[start Quoted text]

27 giugno 2008

Finally decided to plant out the onion sets

Finally decided to plant out the onion sets that I bought weeks ago, hoping they hadn’t died in the meantime. They looked brown and small but not completely dead. At 9.30 in the morning it was already very hot, in the high 20s, so I slathered up with sun protection and headed down before the full onslaught of the heat.

Hacked my way through the knee-high jungle of weeds that just a couple of weeks ago was a pristine area of fine tilth. With the luxury of the new rotovator (motozappa) we have made the veg patch very big this year, and it turns out to be too big – vast acreages of space in between individual plants or groups of plants, which has allowed the weeds to flourish. That and the weeks of rain in late May/early June, followed by this heat – it has all led to the growth of a sort of miniature tropical forest.

[end Quoted text]
[start Stored records]

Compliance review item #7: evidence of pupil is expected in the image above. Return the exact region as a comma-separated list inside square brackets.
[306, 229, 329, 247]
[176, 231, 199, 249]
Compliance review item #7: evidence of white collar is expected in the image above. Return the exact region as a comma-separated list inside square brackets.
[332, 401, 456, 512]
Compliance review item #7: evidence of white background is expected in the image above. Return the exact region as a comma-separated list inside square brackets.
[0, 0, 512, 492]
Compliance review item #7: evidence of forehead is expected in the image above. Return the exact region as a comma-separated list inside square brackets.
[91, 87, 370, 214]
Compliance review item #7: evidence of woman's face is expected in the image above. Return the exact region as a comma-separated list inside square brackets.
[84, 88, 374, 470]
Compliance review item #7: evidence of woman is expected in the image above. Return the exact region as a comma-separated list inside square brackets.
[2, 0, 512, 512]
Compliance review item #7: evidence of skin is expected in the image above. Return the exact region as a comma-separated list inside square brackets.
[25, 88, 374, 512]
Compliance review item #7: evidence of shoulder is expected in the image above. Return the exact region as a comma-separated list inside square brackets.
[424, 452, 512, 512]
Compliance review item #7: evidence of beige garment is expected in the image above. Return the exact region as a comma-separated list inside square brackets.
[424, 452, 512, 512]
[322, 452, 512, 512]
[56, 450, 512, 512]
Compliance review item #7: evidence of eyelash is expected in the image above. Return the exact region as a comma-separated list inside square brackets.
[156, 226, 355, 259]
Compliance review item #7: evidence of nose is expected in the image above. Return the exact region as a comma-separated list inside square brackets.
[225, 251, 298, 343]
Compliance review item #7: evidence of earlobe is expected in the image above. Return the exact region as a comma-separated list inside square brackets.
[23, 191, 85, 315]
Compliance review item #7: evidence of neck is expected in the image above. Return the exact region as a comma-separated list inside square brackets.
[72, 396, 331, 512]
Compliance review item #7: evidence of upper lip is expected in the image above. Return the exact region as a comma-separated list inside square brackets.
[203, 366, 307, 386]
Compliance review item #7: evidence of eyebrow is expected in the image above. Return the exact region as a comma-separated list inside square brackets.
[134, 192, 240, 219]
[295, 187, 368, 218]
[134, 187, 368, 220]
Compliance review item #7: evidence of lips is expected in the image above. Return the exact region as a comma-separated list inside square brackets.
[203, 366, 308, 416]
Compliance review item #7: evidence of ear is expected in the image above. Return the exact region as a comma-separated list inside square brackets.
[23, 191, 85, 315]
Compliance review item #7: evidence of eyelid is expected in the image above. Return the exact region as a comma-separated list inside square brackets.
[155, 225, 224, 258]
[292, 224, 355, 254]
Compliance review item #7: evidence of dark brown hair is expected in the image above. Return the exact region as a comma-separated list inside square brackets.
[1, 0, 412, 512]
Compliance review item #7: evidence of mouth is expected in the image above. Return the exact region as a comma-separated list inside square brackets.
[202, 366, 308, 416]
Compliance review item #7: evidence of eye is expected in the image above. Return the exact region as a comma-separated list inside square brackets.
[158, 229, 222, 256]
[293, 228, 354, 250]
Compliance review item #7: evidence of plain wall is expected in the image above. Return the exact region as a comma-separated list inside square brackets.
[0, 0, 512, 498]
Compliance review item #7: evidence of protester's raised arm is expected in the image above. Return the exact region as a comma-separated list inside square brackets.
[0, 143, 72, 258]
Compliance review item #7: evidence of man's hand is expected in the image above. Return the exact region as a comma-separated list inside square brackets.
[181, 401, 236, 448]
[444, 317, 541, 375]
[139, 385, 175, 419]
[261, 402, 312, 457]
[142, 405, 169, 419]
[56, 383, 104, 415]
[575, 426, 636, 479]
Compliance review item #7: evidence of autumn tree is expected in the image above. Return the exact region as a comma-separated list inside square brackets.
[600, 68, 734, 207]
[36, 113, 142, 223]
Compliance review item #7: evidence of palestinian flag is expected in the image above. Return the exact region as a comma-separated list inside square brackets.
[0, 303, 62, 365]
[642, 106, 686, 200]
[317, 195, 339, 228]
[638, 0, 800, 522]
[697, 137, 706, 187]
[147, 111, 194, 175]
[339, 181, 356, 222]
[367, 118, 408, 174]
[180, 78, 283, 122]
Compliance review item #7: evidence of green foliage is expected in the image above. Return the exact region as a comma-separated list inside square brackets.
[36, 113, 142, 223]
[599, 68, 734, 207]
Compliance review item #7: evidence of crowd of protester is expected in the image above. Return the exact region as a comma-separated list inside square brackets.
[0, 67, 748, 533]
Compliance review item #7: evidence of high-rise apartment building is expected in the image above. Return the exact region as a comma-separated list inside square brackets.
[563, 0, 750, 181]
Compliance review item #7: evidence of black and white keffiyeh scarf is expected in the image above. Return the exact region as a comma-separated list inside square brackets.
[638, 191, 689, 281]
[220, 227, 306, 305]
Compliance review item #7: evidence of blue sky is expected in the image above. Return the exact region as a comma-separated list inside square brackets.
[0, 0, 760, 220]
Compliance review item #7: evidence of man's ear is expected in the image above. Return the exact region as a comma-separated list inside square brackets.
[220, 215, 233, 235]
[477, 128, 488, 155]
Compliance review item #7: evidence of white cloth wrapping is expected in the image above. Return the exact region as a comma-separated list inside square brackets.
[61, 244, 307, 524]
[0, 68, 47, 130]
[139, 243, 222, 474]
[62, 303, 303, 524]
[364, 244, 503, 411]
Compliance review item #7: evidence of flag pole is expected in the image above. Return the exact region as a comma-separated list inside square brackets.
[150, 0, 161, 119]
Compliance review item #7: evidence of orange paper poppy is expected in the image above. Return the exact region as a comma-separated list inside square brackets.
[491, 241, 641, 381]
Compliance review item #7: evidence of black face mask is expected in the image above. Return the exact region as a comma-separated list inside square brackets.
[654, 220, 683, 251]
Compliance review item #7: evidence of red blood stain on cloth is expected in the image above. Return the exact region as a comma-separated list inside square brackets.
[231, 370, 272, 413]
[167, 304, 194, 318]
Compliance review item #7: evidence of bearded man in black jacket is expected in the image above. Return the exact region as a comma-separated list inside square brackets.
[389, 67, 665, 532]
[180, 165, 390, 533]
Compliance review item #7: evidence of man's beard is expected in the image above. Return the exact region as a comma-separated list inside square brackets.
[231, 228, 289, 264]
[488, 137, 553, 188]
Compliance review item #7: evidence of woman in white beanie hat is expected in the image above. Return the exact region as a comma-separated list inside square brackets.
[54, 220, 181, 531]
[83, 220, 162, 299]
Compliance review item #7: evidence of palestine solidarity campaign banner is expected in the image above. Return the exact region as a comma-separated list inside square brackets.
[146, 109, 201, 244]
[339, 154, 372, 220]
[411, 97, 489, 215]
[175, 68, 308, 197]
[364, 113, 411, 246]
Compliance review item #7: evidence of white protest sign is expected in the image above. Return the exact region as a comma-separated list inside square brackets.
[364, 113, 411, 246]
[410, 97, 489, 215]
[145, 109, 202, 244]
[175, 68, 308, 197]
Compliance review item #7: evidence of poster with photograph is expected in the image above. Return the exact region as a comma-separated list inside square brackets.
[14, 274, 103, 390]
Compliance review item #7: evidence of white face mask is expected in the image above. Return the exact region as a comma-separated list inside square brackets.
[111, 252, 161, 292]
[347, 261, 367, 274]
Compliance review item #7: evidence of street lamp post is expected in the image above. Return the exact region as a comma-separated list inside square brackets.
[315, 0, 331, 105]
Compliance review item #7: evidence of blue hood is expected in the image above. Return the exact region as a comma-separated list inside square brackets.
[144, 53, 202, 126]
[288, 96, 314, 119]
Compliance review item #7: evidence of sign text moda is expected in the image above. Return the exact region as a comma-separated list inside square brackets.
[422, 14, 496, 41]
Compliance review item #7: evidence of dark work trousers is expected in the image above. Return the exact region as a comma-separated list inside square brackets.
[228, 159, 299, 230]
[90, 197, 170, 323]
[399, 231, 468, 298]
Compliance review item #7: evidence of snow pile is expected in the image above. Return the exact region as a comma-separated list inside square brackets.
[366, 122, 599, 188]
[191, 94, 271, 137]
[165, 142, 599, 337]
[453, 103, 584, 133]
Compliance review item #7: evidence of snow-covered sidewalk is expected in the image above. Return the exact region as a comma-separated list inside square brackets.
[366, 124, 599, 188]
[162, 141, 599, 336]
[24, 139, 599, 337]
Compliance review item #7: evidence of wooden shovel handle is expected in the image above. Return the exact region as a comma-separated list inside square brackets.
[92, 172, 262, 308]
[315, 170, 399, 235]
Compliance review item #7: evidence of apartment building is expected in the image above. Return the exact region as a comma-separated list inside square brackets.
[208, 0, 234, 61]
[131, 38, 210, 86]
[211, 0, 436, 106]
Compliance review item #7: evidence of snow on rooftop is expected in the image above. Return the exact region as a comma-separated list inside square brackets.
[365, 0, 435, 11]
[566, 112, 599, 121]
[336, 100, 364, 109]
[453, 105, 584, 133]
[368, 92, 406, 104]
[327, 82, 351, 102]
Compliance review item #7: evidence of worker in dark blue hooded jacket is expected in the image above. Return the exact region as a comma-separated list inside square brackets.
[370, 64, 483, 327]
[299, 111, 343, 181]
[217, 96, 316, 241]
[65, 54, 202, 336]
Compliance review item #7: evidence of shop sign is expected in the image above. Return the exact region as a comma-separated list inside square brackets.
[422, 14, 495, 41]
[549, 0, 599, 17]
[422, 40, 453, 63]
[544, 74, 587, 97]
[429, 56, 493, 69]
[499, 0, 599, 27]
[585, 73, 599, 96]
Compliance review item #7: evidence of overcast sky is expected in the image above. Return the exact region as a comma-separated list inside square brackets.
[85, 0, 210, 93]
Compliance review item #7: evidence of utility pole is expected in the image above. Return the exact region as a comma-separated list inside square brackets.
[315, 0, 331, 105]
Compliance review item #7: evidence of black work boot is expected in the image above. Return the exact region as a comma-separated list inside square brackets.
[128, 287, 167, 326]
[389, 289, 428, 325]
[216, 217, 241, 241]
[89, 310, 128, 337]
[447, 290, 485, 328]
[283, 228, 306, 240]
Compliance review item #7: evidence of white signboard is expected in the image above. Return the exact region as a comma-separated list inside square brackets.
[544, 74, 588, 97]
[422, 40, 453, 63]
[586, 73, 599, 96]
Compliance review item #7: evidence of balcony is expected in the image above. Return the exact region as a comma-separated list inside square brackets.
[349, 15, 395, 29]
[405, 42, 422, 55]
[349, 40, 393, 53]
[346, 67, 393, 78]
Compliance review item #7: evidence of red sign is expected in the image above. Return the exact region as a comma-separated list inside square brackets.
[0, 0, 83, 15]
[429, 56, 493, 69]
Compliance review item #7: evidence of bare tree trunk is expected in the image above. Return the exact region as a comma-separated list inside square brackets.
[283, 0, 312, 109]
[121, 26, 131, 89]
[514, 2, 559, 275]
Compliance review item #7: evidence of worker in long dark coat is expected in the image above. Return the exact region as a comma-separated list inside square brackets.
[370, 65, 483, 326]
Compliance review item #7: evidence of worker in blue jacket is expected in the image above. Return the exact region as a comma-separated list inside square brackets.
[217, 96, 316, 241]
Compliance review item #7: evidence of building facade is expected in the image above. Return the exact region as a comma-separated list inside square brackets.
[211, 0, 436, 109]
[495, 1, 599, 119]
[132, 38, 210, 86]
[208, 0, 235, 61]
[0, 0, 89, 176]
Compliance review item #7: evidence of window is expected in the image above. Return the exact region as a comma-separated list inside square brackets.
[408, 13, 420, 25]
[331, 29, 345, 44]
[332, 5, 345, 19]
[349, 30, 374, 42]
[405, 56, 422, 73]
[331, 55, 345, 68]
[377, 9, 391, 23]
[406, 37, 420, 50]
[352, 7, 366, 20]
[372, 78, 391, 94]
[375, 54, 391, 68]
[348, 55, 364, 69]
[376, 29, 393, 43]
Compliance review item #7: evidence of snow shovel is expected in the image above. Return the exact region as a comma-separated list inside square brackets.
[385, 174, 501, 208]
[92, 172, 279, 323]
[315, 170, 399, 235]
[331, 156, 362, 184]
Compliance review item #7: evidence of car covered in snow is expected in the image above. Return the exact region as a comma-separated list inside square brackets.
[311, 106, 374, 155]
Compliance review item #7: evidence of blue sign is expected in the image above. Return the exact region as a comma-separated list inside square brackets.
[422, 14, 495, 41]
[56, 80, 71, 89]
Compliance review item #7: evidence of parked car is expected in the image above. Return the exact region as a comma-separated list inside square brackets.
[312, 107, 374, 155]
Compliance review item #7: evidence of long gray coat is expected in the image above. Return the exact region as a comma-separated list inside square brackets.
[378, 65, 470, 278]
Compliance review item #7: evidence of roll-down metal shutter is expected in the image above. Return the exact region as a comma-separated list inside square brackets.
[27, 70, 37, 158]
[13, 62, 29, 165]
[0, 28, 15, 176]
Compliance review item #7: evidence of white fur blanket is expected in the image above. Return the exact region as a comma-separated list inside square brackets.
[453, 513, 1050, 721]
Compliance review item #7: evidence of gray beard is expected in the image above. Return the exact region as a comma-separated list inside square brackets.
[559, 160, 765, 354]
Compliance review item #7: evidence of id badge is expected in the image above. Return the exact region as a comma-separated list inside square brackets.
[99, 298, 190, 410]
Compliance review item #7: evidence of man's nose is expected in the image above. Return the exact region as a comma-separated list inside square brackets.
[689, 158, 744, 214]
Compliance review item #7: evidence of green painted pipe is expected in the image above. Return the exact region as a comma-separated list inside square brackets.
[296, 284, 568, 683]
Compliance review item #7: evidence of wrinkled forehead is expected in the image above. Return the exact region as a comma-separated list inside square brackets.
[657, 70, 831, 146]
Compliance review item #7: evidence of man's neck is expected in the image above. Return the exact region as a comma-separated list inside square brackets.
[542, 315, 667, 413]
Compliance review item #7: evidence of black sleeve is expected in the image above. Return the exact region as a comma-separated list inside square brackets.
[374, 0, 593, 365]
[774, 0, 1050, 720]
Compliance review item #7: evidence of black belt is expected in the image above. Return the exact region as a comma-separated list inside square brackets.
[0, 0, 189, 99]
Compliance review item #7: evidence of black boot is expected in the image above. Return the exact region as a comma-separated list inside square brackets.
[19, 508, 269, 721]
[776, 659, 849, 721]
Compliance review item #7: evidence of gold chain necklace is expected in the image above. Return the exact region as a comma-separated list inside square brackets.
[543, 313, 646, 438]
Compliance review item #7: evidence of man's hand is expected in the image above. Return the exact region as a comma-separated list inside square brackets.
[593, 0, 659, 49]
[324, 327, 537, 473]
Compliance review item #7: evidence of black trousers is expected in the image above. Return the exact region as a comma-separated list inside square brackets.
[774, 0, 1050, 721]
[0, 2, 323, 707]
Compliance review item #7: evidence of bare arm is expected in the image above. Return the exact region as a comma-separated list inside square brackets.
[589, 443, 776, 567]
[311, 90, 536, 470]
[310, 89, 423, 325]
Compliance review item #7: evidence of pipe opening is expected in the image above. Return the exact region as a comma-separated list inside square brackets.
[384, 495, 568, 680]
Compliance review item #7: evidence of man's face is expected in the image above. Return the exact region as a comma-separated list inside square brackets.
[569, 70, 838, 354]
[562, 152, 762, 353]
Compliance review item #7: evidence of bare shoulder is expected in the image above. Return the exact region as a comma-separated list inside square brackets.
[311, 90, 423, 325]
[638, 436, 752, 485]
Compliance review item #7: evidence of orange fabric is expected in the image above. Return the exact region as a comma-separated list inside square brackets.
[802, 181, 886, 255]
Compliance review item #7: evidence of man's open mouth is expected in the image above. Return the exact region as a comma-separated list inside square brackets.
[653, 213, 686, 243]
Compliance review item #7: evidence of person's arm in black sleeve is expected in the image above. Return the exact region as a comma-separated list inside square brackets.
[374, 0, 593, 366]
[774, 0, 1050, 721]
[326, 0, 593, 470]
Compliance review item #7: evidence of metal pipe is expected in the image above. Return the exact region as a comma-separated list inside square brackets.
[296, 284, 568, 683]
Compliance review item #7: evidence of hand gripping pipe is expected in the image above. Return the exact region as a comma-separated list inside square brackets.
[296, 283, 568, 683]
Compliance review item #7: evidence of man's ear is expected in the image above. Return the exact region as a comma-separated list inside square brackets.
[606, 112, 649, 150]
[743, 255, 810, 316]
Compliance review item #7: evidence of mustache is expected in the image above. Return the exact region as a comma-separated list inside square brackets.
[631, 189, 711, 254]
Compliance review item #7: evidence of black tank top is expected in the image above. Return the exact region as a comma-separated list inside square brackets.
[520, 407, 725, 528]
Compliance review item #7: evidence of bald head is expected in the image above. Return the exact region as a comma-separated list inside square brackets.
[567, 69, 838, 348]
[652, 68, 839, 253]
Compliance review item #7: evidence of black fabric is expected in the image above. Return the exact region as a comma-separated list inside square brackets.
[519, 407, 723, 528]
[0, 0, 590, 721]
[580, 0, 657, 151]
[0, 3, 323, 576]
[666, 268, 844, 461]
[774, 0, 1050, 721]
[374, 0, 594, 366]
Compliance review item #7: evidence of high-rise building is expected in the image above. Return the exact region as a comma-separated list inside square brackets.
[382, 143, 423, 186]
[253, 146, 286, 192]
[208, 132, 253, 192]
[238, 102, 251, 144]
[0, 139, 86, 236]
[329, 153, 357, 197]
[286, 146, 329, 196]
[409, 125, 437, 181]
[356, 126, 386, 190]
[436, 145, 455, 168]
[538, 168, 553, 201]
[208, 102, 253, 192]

[end Stored records]

*Exercise set*
(1) Name the things the gardening diary entry says led to the weeds taking over the veg patch.
(2) Pick up the gardening diary entry after its final sentence and keep writing it.

*Results by task*
(1)
- The veg patch was made too big, leaving large spaces between individual plants or groups of plants
- The weeks of rain in late May and early June
- The heat that followed the rain

(2)
Anyway, back to the onions. I hoed three nice furrows in which to plant them, hauling out tonnes of weeds as I went. Couch-grass infestation is the worst, with endless tough roots that are practically impossible to pull out fully. I managed to put in the little onions, ten per row, and then had to hoe another row for the remainder, I seem to have about 40 in all. Watered them in. And I hope they will survive. They look very tiny and I think it’s too late in the season, really, to be planting out onions, but we’ll see.

The tomatoes meanwhile have also suffered neglect but have enjoyed it and flourished like crazy. Each main stem had put out three or four strongly growing side shoots; even the side shoots had side shoots. All these shoots should have been pinched out weeks ago as soon as they appeared but we failed dismally on that. Now the plants are so green and strong and healthy it seems a shame to take off the extra shoots, but that’s what has to be done so that they grow tall and put their energy into producing fruits now, and so I spent a bit of time doing that and enjoying breathing in the pungent greeny smell that tomato plants give off when you break them.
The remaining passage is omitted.